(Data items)
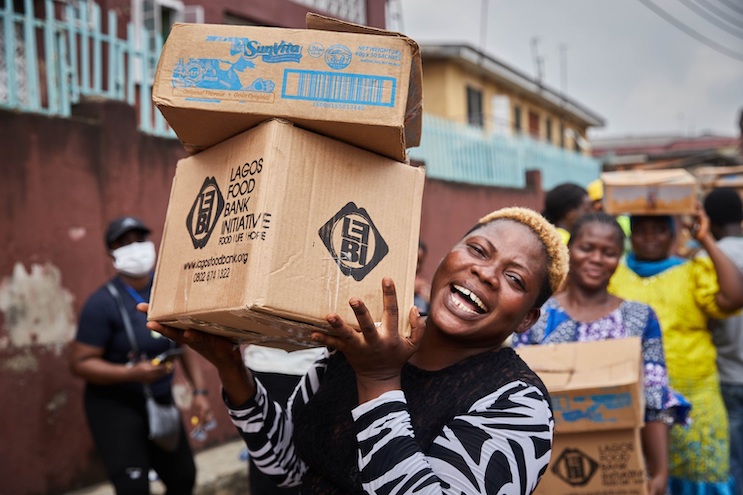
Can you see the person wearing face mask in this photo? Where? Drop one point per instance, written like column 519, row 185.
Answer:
column 117, row 375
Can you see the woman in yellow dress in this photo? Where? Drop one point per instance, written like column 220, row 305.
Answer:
column 685, row 293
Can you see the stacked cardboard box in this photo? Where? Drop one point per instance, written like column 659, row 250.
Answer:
column 649, row 192
column 598, row 403
column 288, row 208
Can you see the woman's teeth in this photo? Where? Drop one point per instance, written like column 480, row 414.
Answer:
column 472, row 297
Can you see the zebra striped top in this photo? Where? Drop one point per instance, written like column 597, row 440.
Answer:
column 481, row 426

#### [Action item]
Across the records above, return every line that contains the word "instance".

#### [Response]
Can you see the person wearing face mask in this photo? Where? Drop one point per instance, written like column 519, row 185.
Can you see the woman in yellow dress in this photo? Where? Drop one point per instance, written like column 220, row 305.
Can you see the stacked cardboard box in this photo? Where? Drop one point per instance, written like column 659, row 250.
Can you see the woman's teeth in this photo? Where? Drop one point per instance, written like column 480, row 414.
Can you see the zebra striped top in this photo? Where? Drop one point per instance, written like column 597, row 440.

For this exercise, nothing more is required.